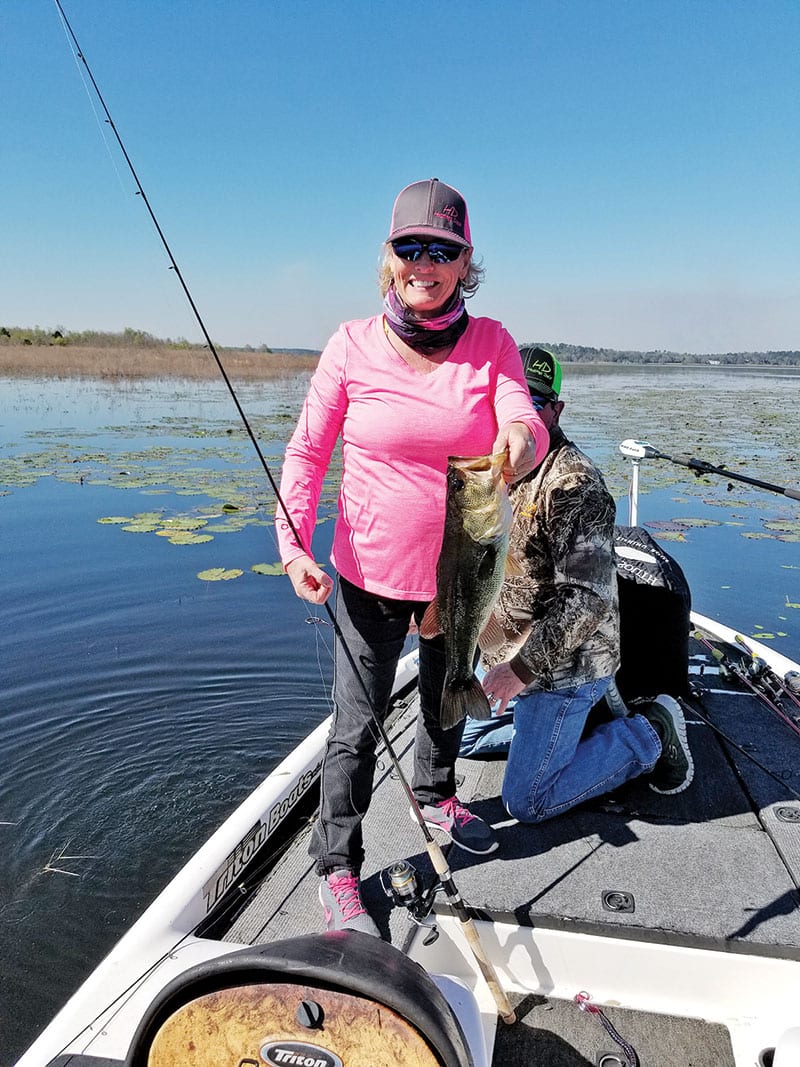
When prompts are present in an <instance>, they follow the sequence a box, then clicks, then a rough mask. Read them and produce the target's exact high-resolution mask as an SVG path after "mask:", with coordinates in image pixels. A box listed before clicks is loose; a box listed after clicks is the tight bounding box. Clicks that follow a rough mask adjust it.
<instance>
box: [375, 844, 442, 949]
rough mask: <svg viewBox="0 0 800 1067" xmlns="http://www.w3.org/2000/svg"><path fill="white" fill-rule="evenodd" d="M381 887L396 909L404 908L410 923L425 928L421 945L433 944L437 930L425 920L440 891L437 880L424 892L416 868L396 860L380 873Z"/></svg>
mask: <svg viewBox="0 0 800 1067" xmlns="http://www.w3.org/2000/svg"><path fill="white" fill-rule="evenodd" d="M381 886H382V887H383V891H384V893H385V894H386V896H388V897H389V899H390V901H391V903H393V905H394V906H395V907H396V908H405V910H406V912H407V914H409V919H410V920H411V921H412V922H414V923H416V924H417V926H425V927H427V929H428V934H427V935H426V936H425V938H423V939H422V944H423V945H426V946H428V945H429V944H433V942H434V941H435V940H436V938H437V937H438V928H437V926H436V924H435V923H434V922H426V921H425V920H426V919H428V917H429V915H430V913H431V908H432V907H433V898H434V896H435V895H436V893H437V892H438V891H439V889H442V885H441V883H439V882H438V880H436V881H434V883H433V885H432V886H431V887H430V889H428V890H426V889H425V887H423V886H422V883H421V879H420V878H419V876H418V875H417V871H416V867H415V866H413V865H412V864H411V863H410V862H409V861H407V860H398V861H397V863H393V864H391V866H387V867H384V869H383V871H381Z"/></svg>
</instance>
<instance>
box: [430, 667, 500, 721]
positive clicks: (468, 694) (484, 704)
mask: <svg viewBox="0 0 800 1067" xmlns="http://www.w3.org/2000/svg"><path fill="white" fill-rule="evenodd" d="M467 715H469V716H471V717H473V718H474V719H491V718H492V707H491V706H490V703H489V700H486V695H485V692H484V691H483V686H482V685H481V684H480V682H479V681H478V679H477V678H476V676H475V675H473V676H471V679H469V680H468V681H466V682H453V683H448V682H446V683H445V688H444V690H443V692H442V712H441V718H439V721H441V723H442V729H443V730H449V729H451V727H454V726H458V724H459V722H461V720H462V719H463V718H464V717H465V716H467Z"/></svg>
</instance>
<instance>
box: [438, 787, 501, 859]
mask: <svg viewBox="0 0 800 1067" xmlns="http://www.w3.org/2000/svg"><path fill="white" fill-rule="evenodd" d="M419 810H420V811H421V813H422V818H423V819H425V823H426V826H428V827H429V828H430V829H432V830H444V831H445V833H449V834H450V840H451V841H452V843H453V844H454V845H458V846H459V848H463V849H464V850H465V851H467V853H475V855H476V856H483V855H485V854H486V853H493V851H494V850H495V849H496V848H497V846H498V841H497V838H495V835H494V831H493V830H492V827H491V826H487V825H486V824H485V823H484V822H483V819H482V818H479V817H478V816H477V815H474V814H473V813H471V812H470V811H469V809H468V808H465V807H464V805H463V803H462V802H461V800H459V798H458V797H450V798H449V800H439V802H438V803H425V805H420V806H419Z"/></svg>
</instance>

*Exercise description*.
Can you copy out the records word for word, from their beginning through the line containing "box: [375, 844, 442, 949]", leaving out the pictures?

*Output for this exercise*.
When prompts are present in an <instance>, they follow the sequence a box, then clicks, then a rough mask. Read them and produce the target's exact high-resolution mask as an SVG path after "mask:", with coordinates in image pixels. A box listed before clicks is loose; a box listed after clicks is the tight bounding box. Clicks that follow a rough mask adjust it.
<instance>
box: [375, 844, 442, 949]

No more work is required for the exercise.